(Supplied records begins)
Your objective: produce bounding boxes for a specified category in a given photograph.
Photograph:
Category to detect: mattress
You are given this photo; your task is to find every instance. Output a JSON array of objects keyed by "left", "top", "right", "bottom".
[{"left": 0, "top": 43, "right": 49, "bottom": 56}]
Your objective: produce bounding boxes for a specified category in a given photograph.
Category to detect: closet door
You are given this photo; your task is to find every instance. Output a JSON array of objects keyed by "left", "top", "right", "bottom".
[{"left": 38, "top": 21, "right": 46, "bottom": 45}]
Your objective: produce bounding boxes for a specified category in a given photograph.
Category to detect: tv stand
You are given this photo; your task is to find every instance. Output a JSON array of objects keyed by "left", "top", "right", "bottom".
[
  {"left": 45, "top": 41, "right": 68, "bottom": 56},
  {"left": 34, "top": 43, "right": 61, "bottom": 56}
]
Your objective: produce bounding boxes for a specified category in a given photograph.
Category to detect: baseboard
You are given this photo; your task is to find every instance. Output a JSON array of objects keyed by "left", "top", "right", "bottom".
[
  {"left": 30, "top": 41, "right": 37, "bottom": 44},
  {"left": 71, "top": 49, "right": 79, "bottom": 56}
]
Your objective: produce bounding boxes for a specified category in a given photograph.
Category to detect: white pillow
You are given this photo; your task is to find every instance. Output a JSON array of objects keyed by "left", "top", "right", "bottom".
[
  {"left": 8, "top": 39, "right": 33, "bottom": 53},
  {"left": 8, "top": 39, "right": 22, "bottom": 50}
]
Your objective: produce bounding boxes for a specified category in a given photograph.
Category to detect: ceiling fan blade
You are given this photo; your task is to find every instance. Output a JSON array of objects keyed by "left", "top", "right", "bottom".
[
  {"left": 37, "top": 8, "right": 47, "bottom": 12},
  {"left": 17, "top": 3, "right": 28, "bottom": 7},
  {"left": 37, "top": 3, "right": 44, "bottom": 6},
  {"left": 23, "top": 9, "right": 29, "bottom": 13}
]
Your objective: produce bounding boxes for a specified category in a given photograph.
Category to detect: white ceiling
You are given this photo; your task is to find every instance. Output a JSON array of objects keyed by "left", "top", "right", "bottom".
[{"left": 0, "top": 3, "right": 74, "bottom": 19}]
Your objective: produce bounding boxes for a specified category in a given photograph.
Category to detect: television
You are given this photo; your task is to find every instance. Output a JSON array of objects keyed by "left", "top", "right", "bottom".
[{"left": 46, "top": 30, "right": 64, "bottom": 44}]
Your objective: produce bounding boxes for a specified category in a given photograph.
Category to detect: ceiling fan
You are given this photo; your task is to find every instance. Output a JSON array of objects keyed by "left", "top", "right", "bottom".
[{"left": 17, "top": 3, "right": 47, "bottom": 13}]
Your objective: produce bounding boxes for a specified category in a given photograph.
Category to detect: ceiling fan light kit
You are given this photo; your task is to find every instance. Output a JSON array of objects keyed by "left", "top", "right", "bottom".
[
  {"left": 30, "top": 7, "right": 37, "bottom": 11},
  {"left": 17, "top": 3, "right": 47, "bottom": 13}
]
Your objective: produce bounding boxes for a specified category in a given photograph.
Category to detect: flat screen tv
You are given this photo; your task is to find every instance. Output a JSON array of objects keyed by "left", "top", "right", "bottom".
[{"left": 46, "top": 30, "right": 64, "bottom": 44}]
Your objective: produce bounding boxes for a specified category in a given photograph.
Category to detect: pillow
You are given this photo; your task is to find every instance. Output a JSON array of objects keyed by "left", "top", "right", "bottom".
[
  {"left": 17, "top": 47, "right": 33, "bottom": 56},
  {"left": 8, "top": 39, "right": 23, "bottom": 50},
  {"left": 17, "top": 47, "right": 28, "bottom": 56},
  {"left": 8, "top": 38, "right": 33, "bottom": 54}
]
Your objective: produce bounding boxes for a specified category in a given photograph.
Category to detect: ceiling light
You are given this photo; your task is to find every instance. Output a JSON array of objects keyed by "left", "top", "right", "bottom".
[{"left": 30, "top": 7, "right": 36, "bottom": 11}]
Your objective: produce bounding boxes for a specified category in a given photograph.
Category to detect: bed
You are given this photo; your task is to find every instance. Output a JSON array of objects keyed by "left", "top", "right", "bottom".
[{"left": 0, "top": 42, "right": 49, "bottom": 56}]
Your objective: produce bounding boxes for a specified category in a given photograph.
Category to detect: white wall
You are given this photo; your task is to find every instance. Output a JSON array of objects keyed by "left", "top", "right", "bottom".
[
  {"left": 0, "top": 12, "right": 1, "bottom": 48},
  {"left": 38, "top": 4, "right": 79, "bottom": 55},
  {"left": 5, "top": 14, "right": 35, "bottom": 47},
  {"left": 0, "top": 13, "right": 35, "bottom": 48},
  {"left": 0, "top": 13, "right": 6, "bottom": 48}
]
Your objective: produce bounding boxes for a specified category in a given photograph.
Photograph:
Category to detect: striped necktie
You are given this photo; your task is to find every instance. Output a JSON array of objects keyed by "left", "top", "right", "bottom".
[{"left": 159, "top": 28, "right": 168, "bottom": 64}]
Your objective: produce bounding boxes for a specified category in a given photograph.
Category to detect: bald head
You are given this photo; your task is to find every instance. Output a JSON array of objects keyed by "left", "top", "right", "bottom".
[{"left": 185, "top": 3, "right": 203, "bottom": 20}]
(Supplied records ends)
**Work to complete**
Restate every line of the data above exactly as it was written.

**Exercise output**
Your objective: produce bounding boxes for a specified category in a given photograph.
Photograph:
Category to detect: mattress
You are given this photo; your task is to find every instance. Output a JSON array of objects keyed by "left", "top", "right", "bottom".
[{"left": 0, "top": 43, "right": 49, "bottom": 56}]
Your objective: produce bounding boxes for a specified category in a given photograph.
Category to detect: closet door
You are given this photo; your task is to find every instance. Output a JSON array of objects keyed by "left", "top", "right", "bottom".
[{"left": 38, "top": 21, "right": 46, "bottom": 45}]
Your objective: produce bounding boxes for a specified category in a given photograph.
Category to detect: tv stand
You are given this photo; your task is to find every instance. Output a JSON array of objects keyed by "left", "top", "right", "bottom".
[
  {"left": 45, "top": 41, "right": 68, "bottom": 56},
  {"left": 34, "top": 43, "right": 61, "bottom": 56}
]
Your objective: produce bounding boxes for a specified category in a given photograph.
Category to detect: baseboard
You are given this photo; your task is to find every instance. Output a JSON array of objects keyed by "left", "top", "right", "bottom".
[
  {"left": 30, "top": 41, "right": 37, "bottom": 44},
  {"left": 71, "top": 49, "right": 79, "bottom": 56}
]
Your objective: produce bounding boxes for a specified category in a given photograph.
Category to detect: white pillow
You are given this photo; your task is to find every instance. Output a JSON array of objects keyed by "left", "top", "right", "bottom".
[
  {"left": 8, "top": 39, "right": 33, "bottom": 53},
  {"left": 8, "top": 39, "right": 22, "bottom": 50}
]
Your objective: produce bounding boxes for a specified category in a given photograph.
Category to detect: ceiling fan blade
You are given this photo; your task is to find every instance. Output a JSON array of objects keyed by "left", "top", "right", "bottom".
[
  {"left": 37, "top": 8, "right": 47, "bottom": 12},
  {"left": 17, "top": 3, "right": 28, "bottom": 7},
  {"left": 37, "top": 3, "right": 44, "bottom": 6},
  {"left": 23, "top": 9, "right": 29, "bottom": 13}
]
Your objective: produce bounding boxes for a specified category in a given photograph.
Category to detect: white ceiling
You are given this photo; your task is to find every instance. Output a JSON array of objects keyed by "left", "top", "right", "bottom".
[{"left": 0, "top": 3, "right": 74, "bottom": 19}]
Your objective: produce bounding boxes for a specified category in a given photograph.
Category to detect: television
You are given this photo; your task is to find every instance. Output a JSON array of objects keyed by "left", "top", "right", "bottom".
[{"left": 46, "top": 30, "right": 64, "bottom": 44}]
Your objective: produce bounding boxes for a specified category in a given photograph.
Category to detect: ceiling fan
You are given this photo; your task is to find every instance. Output a JSON array of objects keyed by "left", "top", "right", "bottom".
[{"left": 17, "top": 3, "right": 47, "bottom": 13}]
Your objective: produce bounding boxes for a specified category in a given photograph.
Category to detect: ceiling fan light kit
You are given this photo; your task is to find every instance. Output a JSON array of objects keyed by "left", "top", "right", "bottom".
[
  {"left": 30, "top": 7, "right": 37, "bottom": 11},
  {"left": 17, "top": 3, "right": 47, "bottom": 13}
]
Your objective: produce bounding boxes for a specified category in a given photograph.
Category to detect: flat screen tv
You are given this photo; your task is to find every instance. Output a JSON array of objects keyed by "left", "top", "right", "bottom".
[{"left": 46, "top": 30, "right": 64, "bottom": 44}]
Your objective: produce bounding boxes for a specified category in a given photograph.
Category to detect: pillow
You are given this photo; your task is to find every instance. Output a JSON array of objects keyed by "left", "top", "right", "bottom".
[
  {"left": 17, "top": 47, "right": 33, "bottom": 56},
  {"left": 8, "top": 39, "right": 23, "bottom": 50},
  {"left": 17, "top": 47, "right": 28, "bottom": 56},
  {"left": 8, "top": 38, "right": 33, "bottom": 54}
]
Your objective: produce bounding boxes for a specified category in a given photograph.
Category to detect: ceiling light
You are given this photo; your task is to find every instance. Output a JSON array of objects keyed by "left", "top", "right", "bottom".
[{"left": 30, "top": 7, "right": 36, "bottom": 11}]
Your objective: produce bounding boxes for a specified category in a given photograph.
Category to detect: bed
You are given this photo; your task is to find every instance. Output a JSON array of objects keyed by "left", "top", "right", "bottom".
[{"left": 0, "top": 42, "right": 49, "bottom": 56}]
Your objective: produce bounding boxes for a specified category in a given photograph.
Category to detect: white wall
You are given this photo; your task is to find every instance. Output a JSON array of objects keyed by "left", "top", "right", "bottom".
[
  {"left": 0, "top": 12, "right": 1, "bottom": 48},
  {"left": 38, "top": 4, "right": 79, "bottom": 55},
  {"left": 5, "top": 14, "right": 35, "bottom": 47},
  {"left": 0, "top": 13, "right": 35, "bottom": 48},
  {"left": 0, "top": 13, "right": 6, "bottom": 48}
]
Your objective: produce bounding boxes for a specified category in a given photograph.
Photograph:
Category to detect: striped necktie
You are given this photo; your task is to find every instance. Output a JSON array of objects keyed by "left", "top", "right", "bottom".
[{"left": 159, "top": 28, "right": 168, "bottom": 64}]
Your objective: produce bounding boxes for a specified category in a given photograph.
Category to detect: bald head
You are given this photo; your task is to find every instance. Output a JSON array of objects keyed by "left", "top", "right", "bottom".
[{"left": 185, "top": 3, "right": 203, "bottom": 20}]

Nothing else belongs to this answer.